Da perfetta esponente della sinistra da salotto, ha conquistato il partito con il 53,8% dei voti, con buona pace di personaggi quali Nilde Jotti, Teresa Noce o Rita Montagnana, diventando la prima donna alla guida del PD. Un primato storico che sarebbe più significativo se non fosse accompagnato da una visione politica che sembra uscita da un corso di studi liberal in una qualche università d’élite.
Il paradosso della coerenza
Il vero capolavoro arriva successivamente. Grata di essere stata eletta nelle liste del PD, abbandona clamorosamente il partito nel maggio 2015 con un post su Facebook, definendo la linea di Renzi “di centro-destra”. Un voltafaccia che la porta ad aderire a Possibile di Civati, per poi decidere di non ricandidarsi alle successive elezioni europee del 2019.
La parabola politica diventa ancora più interessante quando, dopo sette anni di “autoesilio”, decide di rientrare nel partito che aveva così duramente criticato. Un ritorno orchestrato con precisione chirurgica, non per militare nelle file del partito, ma direttamente per conquistarne la leadership.
La sua esperienza da europarlamentare è un altro capitolo significativo della sua parabola politica. Eletta nel 2014 con 53.681 preferenze, la giovane Schlein si è lanciata in una campagna elettorale ribattezzata pomposamente “Slow Foot”, completa di hashtag virale #siscriveschlein. Un’operazione di marketing politico perfettamente confezionata per l’elettorato progressista.

**Dati forniti**
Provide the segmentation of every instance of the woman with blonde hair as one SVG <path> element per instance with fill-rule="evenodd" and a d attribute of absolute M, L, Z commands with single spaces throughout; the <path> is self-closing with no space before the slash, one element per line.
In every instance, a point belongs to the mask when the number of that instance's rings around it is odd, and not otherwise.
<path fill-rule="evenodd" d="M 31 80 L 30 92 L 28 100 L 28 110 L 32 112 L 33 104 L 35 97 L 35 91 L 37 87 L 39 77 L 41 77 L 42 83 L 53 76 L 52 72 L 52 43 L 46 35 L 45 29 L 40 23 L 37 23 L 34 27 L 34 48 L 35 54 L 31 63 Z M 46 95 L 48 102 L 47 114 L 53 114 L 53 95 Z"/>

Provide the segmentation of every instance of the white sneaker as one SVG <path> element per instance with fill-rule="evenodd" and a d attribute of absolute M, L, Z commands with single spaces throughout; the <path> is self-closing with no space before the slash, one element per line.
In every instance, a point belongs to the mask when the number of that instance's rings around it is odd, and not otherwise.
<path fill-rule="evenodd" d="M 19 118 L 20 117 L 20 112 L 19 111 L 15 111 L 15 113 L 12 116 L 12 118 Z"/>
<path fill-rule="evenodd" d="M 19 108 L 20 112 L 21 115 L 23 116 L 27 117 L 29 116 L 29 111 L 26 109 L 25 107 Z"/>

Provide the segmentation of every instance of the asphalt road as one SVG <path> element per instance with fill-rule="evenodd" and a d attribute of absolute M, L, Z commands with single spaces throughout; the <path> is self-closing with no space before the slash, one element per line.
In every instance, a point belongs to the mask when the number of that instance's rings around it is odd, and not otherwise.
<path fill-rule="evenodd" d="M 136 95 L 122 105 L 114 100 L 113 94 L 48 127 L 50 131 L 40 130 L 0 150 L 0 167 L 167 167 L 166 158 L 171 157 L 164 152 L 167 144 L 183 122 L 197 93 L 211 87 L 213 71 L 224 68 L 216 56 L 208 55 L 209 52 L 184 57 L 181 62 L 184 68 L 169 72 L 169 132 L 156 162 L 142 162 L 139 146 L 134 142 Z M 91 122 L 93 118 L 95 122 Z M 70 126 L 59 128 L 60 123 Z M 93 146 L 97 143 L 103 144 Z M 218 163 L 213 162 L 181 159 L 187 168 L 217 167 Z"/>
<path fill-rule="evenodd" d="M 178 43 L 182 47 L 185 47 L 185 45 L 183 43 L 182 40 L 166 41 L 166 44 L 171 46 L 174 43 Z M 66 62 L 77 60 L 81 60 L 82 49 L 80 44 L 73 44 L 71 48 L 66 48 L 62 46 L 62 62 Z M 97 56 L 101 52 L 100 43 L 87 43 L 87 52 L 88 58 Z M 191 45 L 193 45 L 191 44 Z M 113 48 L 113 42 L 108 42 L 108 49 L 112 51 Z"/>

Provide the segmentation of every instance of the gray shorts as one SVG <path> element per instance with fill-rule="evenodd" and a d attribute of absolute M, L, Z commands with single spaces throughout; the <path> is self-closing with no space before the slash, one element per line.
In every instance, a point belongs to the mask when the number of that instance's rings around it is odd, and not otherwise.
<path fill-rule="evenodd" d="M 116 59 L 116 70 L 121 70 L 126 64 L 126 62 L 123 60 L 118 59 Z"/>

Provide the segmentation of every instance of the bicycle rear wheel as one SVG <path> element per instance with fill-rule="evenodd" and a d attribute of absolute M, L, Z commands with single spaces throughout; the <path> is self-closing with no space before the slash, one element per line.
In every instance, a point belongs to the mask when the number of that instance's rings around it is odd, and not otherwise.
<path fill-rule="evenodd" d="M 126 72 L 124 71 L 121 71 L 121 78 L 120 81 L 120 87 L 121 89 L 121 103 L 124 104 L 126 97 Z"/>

**Azione richiesta A**
Rispondi per favore a queste domande sul testo dedicato alla Schlein:
(i) Con quale percentuale di voti ha conquistato il partito?
(ii) In quale mese e anno abbandona il PD?
(iii) Quante preferenze ottiene quando viene eletta nel 2014?
**Azione richiesta B**
Riscrivi il passo del testo sulla Schlein cominciando da "Il paradosso della" e terminando con "conquistarne la leadership.", con "Instagram" al posto di "Facebook".
**Azione richiesta C**
Prosegui il testo sulla Schlein a partire dall'ultima frase riportata.
L'elenco non serve per lo svolgimento.

**Risultato A**
(i) Con il 53,8% dei voti.
(ii) Nel maggio 2015.
(iii) 53.681 preferenze.

**Risultato B**
Il paradosso della coerenza
Il vero capolavoro arriva successivamente. Grata di essere stata eletta nelle liste del PD, abbandona clamorosamente il partito nel maggio 2015 con un post su Instagram, definendo la linea di Renzi “di centro-destra”. Un voltafaccia che la porta ad aderire a Possibile di Civati, per poi decidere di non ricandidarsi alle successive elezioni europee del 2019.
La parabola politica diventa ancora più interessante quando, dopo sette anni di “autoesilio”, decide di rientrare nel partito che aveva così duramente criticato. Un ritorno orchestrato con precisione chirurgica, non per militare nelle file del partito, ma direttamente per conquistarne la leadership.

**Risultato C**
Durante il suo mandato, ha collezionato una serie di incarichi di prestigio: membro delle Commissioni Sviluppo, Libertà civili e Parità di genere, vicepresidente della Delegazione per i rapporti con l’Albania, persino co-presidente dell’Intergruppo su Integrità e Trasparenza. Ironia della sorte, si è occupata di anti-corruzione mentre saltava da un partito all’altro.
Si può tranquillamente affermare che la sua esperienza a Bruxelles rappresenta il suo personale approccio alla politica: una collezione di incarichi prestigiosi e riconoscimenti, accompagnati da repentini cambi di casacca quando le circostanze lo suggeriscono. Una carriera costruita con la precisione di un orologio svizzero, proprio come le sue origini.
La grande equilibrista
La nostra cara Elly ha perfezionato l’arte di condannare Hamas… per circa tre secondi, prima di lanciarsi in un’appassionata maratona di critiche verso Israele. È come dire “condanno il ladro, ma la cassaforte era davvero troppo provocante!”
Possiede inoltre un concetto creativo di matematica. Schlein ha calcolato che la risposta israeliana è “sproporzionata”. Evidentemente esiste un algoritmo segreto per calcolare la proporzione esatta di una risposta militare. Forse lo tengono nello stesso cassetto della soluzione per la pace nel mondo. Eppure l’algoritmo risente un po’ della qualità dei dati immessi: per Schlein a Gaza ci sono sempre 40mila civili uccisi, che è più del totale di vittime che dichiara Hamas, inclusi i combattenti. Fare meglio di Hamas in questo campo non è facile, forse anche i numeri li passa l’armocromista.
Ma nulla batte la sua richiesta di fermare la “follia di Netanyahu” mentre mantiene un discreto silenzio sulla follia di Hamas. È come criticare l’estintore per essere troppo aggressivo con il fuoco. Una vera funambola della diplomazia internazionale.
L’aspetto più sorprendente di questa vicenda è come sia riuscita a costruire il proprio consenso giocando proprio su questa ambiguità: contemporaneamente interna ed esterna al PD. Una strategia che le ha permesso di presentarsi come figura di rottura pur essendo perfettamente integrata nel sistema che diceva di voler cambiare.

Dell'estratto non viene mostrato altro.